Exercise description – Return the data exactly, with all pictures removed.

The data –
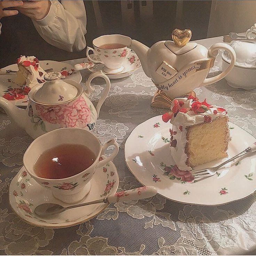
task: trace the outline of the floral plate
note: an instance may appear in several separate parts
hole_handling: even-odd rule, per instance
[[[91,54],[90,56],[93,59],[97,59],[95,54]],[[86,58],[84,62],[87,61],[89,61],[87,58]],[[102,70],[110,79],[117,79],[123,78],[130,75],[135,70],[137,70],[141,66],[141,64],[136,54],[131,52],[128,56],[127,56],[126,61],[123,65],[124,67],[123,70],[121,72],[116,74],[109,74],[104,72],[103,71],[104,64],[101,63],[95,64],[93,67],[88,69],[88,70],[92,72]]]
[[[232,140],[229,158],[240,153],[255,139],[237,125],[229,122]],[[145,127],[147,127],[145,129]],[[154,186],[160,194],[184,203],[216,205],[246,197],[256,189],[256,155],[227,164],[216,175],[198,179],[192,182],[176,178],[168,171],[175,165],[169,148],[171,128],[169,122],[155,117],[137,126],[125,144],[125,154],[128,168],[145,186]],[[136,145],[135,147],[135,145]],[[197,167],[199,170],[218,165],[227,159],[212,161]]]
[[[76,204],[96,200],[115,193],[118,187],[119,177],[112,162],[96,170],[90,181],[91,190],[82,201]],[[60,189],[70,189],[70,184],[65,184]],[[38,205],[47,202],[67,206],[57,199],[50,190],[37,183],[23,166],[13,178],[9,188],[9,201],[14,212],[30,224],[45,227],[58,229],[85,222],[93,218],[107,207],[108,203],[97,203],[68,210],[51,217],[41,218],[34,213]]]
[[[74,67],[70,64],[54,61],[40,61],[40,66],[43,70],[53,69],[53,71],[61,72],[64,76],[63,77],[66,77],[67,78],[73,80],[78,83],[80,83],[82,81],[82,76],[80,72],[75,71],[73,69]],[[18,66],[17,64],[13,64],[1,69],[2,71],[8,70],[17,71]],[[16,73],[9,73],[0,75],[0,96],[2,97],[5,94],[9,93],[9,91],[11,93],[12,92],[17,91],[18,89],[19,94],[22,98],[13,100],[10,102],[13,102],[16,106],[26,106],[27,105],[29,102],[27,93],[29,91],[27,91],[26,89],[24,89],[22,86],[20,88],[17,88],[18,87],[13,82],[16,77]],[[29,87],[28,88],[29,88]]]

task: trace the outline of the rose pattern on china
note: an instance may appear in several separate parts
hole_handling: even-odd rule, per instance
[[[63,190],[73,190],[78,185],[78,182],[63,182],[59,183],[57,186],[54,186],[54,187]]]
[[[119,198],[121,198],[121,197],[127,197],[129,195],[127,191],[121,191],[120,192],[117,192],[115,194],[115,197],[117,198],[117,202],[118,203],[119,201]]]
[[[91,119],[91,112],[84,98],[57,106],[36,104],[38,116],[44,121],[60,124],[63,127],[85,128]]]
[[[30,208],[30,207],[32,206],[33,206],[32,204],[26,203],[24,200],[22,200],[22,201],[20,200],[19,203],[18,204],[18,208],[31,215],[32,214],[32,210]]]
[[[115,183],[115,181],[114,179],[112,180],[112,181],[110,181],[109,180],[107,181],[107,183],[106,184],[106,188],[103,193],[102,195],[101,195],[101,197],[106,196],[107,194],[109,194],[110,190],[114,186],[114,185]]]
[[[135,56],[134,55],[133,55],[130,58],[128,58],[128,59],[129,62],[130,62],[130,65],[131,65],[132,64],[133,64],[135,62]]]

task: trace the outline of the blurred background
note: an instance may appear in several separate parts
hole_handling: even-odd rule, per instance
[[[87,45],[108,34],[128,35],[150,46],[171,39],[175,28],[190,29],[192,40],[245,32],[256,22],[256,1],[86,1]],[[11,25],[5,24],[11,19]],[[3,17],[0,35],[0,68],[14,63],[21,55],[39,59],[83,58],[85,50],[69,53],[53,46],[37,33],[29,18],[19,14]]]

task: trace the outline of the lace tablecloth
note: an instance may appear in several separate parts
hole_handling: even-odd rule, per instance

Solved problem –
task: trace the outline of the floral plate
note: an instance may appear in several separate parts
hole_handling: even-odd rule, per instance
[[[91,54],[90,56],[93,59],[97,59],[95,54]],[[86,58],[84,62],[87,61],[89,61],[87,58]],[[102,70],[110,79],[117,79],[123,78],[130,75],[135,70],[137,70],[141,66],[141,64],[136,54],[131,52],[128,56],[127,56],[126,61],[123,65],[124,67],[123,70],[121,72],[116,74],[109,74],[104,72],[103,71],[104,64],[101,63],[95,64],[93,67],[88,69],[88,70],[92,72]]]
[[[232,140],[229,158],[240,153],[255,139],[237,125],[229,122]],[[145,127],[147,127],[145,129]],[[154,186],[160,194],[184,203],[216,205],[246,197],[256,189],[256,155],[227,164],[216,175],[198,179],[192,182],[176,178],[168,171],[175,165],[169,148],[171,128],[169,122],[155,117],[137,126],[125,144],[125,154],[128,168],[145,186]],[[136,145],[135,147],[135,145]],[[197,167],[199,170],[218,165],[227,159],[212,161]]]
[[[76,204],[96,200],[115,193],[118,187],[119,177],[112,162],[96,170],[90,181],[91,190],[82,201]],[[60,189],[70,189],[70,184],[65,184]],[[38,205],[47,202],[67,206],[57,199],[50,190],[37,183],[23,166],[13,178],[9,188],[9,201],[14,212],[30,224],[45,227],[58,229],[85,222],[93,218],[107,207],[108,203],[97,203],[68,210],[51,217],[41,218],[34,213]]]
[[[74,67],[70,64],[54,61],[40,61],[40,66],[43,70],[53,69],[53,71],[61,72],[64,76],[63,77],[66,77],[67,78],[73,80],[78,83],[80,83],[82,81],[82,76],[80,72],[75,71],[73,69]],[[18,66],[17,64],[13,64],[1,69],[2,71],[8,70],[17,71]],[[16,73],[9,73],[0,75],[0,96],[2,97],[5,94],[9,93],[9,91],[11,93],[12,92],[17,91],[18,89],[19,94],[22,98],[13,100],[10,102],[13,102],[16,106],[26,106],[27,105],[29,102],[27,93],[29,91],[27,91],[26,89],[24,89],[22,86],[20,88],[17,88],[18,87],[13,82],[16,77]],[[29,87],[28,88],[29,88]]]

task: trace the outline of the rose pattern on china
note: an instance may appear in several separate parts
hole_handling: even-odd rule, per instance
[[[63,190],[73,190],[78,185],[78,182],[63,182],[59,183],[57,186],[54,186],[54,187]]]
[[[119,198],[121,198],[121,197],[127,197],[129,195],[127,191],[121,191],[120,192],[117,192],[115,194],[115,197],[117,198],[117,202],[118,203],[119,201]]]
[[[91,119],[91,112],[84,98],[57,106],[36,104],[38,116],[44,121],[60,124],[63,127],[85,128]]]
[[[30,208],[30,207],[32,206],[33,206],[32,204],[26,203],[24,200],[22,200],[22,201],[20,200],[19,203],[18,204],[18,208],[31,215],[32,214],[32,210]]]
[[[115,183],[115,181],[114,179],[112,180],[112,181],[110,181],[109,180],[107,181],[107,183],[106,184],[106,188],[103,193],[102,195],[101,195],[101,197],[106,196],[107,194],[109,194],[110,190],[114,186],[114,185]]]
[[[135,56],[134,55],[133,55],[130,58],[128,58],[128,59],[129,62],[130,62],[130,65],[131,65],[132,64],[133,64],[135,62]]]

task: trace the outline of the blurred background
note: an instance may appear in several separate parts
hole_handling: even-odd rule, per instance
[[[87,45],[108,34],[128,35],[150,46],[171,39],[175,28],[190,29],[192,40],[245,32],[256,22],[256,1],[86,1]],[[11,25],[5,24],[11,19]],[[3,17],[0,35],[0,68],[14,63],[21,55],[39,59],[83,58],[85,50],[69,53],[53,46],[37,33],[29,18],[19,14]]]

task: trace the outline of the lace tablecloth
note: an instance may appear in several separate parts
hole_handling: even-odd rule, per instance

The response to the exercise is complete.